Stated goal:
Please recast every line of the items below as a Markdown table with two columns, Row for the row number and Text for the line, skipping blank lines. Leave the pictures out of the table.

Outline labeling records
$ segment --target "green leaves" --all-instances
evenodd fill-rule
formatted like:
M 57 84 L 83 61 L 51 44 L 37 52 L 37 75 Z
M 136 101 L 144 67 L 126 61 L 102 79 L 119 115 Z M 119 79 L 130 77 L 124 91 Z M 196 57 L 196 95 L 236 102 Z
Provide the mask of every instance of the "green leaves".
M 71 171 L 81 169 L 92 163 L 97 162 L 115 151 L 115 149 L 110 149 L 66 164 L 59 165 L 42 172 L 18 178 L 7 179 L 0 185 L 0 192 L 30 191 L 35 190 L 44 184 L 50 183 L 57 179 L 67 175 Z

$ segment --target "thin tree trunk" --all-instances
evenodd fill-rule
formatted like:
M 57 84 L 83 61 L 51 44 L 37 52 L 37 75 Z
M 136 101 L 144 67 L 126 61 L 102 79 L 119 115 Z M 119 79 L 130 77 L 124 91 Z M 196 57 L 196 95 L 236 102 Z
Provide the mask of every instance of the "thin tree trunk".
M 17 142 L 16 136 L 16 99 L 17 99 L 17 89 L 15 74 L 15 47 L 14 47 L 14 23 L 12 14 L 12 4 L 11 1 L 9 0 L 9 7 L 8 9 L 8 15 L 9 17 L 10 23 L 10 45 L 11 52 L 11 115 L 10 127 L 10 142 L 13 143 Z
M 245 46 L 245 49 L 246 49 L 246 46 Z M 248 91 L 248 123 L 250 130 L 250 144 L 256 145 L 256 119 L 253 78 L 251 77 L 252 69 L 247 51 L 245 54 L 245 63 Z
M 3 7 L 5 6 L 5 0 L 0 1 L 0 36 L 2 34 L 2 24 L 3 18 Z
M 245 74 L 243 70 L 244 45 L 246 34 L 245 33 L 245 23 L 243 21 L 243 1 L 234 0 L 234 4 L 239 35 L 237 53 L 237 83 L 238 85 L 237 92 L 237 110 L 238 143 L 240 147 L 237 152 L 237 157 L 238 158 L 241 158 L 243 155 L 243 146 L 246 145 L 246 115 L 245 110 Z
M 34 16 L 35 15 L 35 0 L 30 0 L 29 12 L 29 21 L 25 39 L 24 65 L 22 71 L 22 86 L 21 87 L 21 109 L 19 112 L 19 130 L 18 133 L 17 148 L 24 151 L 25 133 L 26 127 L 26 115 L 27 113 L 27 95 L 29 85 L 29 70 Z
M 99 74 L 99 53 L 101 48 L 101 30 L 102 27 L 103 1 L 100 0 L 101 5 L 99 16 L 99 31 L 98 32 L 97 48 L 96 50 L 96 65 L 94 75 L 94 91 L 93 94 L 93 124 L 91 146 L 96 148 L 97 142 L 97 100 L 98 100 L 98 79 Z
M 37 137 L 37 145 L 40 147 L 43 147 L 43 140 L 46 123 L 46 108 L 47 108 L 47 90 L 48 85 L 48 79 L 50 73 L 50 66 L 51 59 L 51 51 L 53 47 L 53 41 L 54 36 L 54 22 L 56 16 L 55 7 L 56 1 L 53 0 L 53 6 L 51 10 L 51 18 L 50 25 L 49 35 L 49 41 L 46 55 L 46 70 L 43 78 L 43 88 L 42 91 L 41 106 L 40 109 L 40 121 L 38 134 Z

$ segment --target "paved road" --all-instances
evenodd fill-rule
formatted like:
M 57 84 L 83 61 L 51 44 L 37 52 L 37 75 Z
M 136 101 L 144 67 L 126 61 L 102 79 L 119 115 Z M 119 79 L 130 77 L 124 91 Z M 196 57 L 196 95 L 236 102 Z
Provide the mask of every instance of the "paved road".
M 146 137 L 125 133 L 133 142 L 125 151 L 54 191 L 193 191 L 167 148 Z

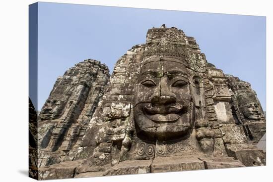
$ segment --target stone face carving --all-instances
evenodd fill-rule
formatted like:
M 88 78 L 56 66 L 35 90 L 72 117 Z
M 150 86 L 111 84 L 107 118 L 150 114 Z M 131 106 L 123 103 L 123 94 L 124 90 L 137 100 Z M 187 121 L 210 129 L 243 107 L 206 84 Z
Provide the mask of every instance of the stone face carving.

Answer to this exercise:
| Row | Text |
|---|---|
| 1 | $ segment --target "green leaves" --all-instances |
| 2 | evenodd fill-rule |
| 3 | formatted like: |
| 4 | M 57 84 L 83 61 L 51 44 L 37 52 L 37 75 Z |
| 5 | M 136 101 L 144 67 L 126 61 L 102 79 L 119 115 Z M 119 79 L 130 77 L 124 91 Z M 196 57 L 196 95 L 236 102 Z |
| 6 | Provide the mask of every instance of the "green leaves". |
| 7 | M 71 171 L 81 169 L 92 163 L 97 162 L 115 151 L 115 149 L 110 149 L 66 164 L 59 165 L 42 172 L 18 178 L 7 179 L 0 185 L 0 192 L 30 191 L 35 190 L 44 184 L 50 183 L 57 179 L 67 175 Z |
| 8 | $ segment --target "thin tree trunk" --all-instances |
| 9 | evenodd fill-rule |
| 10 | formatted like: |
| 11 | M 57 84 L 83 61 L 51 44 L 37 52 L 37 75 Z |
| 12 | M 136 101 L 144 67 L 126 61 L 102 79 L 119 115 Z M 119 79 L 130 77 L 124 91 Z M 196 57 L 196 95 L 236 102 Z |
| 13 | Provide the mask of every instance of the "thin tree trunk". |
| 14 | M 17 142 L 16 136 L 16 99 L 17 99 L 17 89 L 15 74 L 15 47 L 14 47 L 14 23 L 12 14 L 12 4 L 11 1 L 9 0 L 9 7 L 8 9 L 8 15 L 9 17 L 10 23 L 10 45 L 11 52 L 11 115 L 10 127 L 10 142 L 13 143 Z |
| 15 | M 245 46 L 245 49 L 246 49 L 246 46 Z M 248 91 L 248 123 L 250 130 L 250 144 L 256 145 L 256 119 L 253 78 L 251 77 L 252 69 L 247 51 L 245 54 L 245 63 Z |
| 16 | M 3 7 L 5 6 L 5 0 L 0 1 L 0 36 L 2 34 L 2 24 L 3 18 Z |
| 17 | M 245 74 L 243 70 L 244 45 L 246 34 L 245 33 L 245 23 L 243 21 L 243 1 L 234 0 L 234 4 L 239 35 L 237 53 L 237 83 L 238 85 L 237 92 L 237 110 L 238 143 L 240 147 L 237 152 L 237 157 L 238 158 L 241 158 L 243 155 L 243 146 L 246 145 L 246 115 L 245 110 Z |
| 18 | M 34 16 L 35 15 L 35 0 L 30 0 L 29 12 L 29 21 L 25 39 L 24 65 L 22 71 L 22 86 L 21 87 L 21 109 L 19 112 L 19 130 L 18 133 L 17 148 L 24 151 L 25 133 L 26 127 L 26 115 L 27 113 L 27 95 L 29 85 L 29 70 Z |
| 19 | M 99 74 L 99 53 L 101 48 L 101 30 L 102 27 L 103 1 L 100 0 L 101 5 L 99 16 L 99 31 L 98 32 L 97 48 L 96 50 L 96 65 L 94 75 L 94 91 L 93 94 L 93 124 L 91 146 L 96 148 L 97 142 L 97 100 L 98 100 L 98 79 Z |
| 20 | M 37 137 L 37 145 L 40 147 L 43 147 L 43 140 L 46 123 L 46 108 L 47 108 L 47 90 L 48 85 L 48 79 L 50 73 L 50 66 L 51 59 L 51 51 L 53 47 L 53 41 L 54 36 L 54 22 L 56 16 L 55 7 L 56 1 L 53 0 L 53 6 L 51 10 L 51 18 L 50 25 L 49 35 L 49 41 L 46 55 L 46 70 L 43 78 L 43 88 L 42 91 L 41 106 L 40 109 L 40 121 L 38 134 Z |
| 21 | $ segment --target "paved road" --all-instances |
| 22 | evenodd fill-rule |
| 23 | formatted like: |
| 24 | M 57 84 L 83 61 L 51 44 L 37 52 L 37 75 Z |
| 25 | M 136 101 L 144 67 L 126 61 L 102 79 L 119 115 Z M 119 79 L 130 77 L 124 91 Z M 196 57 L 196 95 L 236 102 Z |
| 26 | Provide the mask of every instance of the "paved road". |
| 27 | M 146 137 L 125 133 L 133 142 L 125 151 L 54 191 L 193 191 L 167 148 Z |
| 28 | $ segment --target stone face carving --all-instances |
| 29 | evenodd fill-rule |
| 30 | formatted like: |
| 31 | M 88 78 L 56 66 L 35 90 L 72 117 Z |
| 32 | M 150 86 L 111 84 L 107 118 L 150 114 Z M 131 106 L 123 103 L 123 94 L 124 90 L 137 100 Z M 187 121 L 210 129 L 243 107 L 206 84 Z |
| 33 | Provide the mask of every instance of the stone face carving. |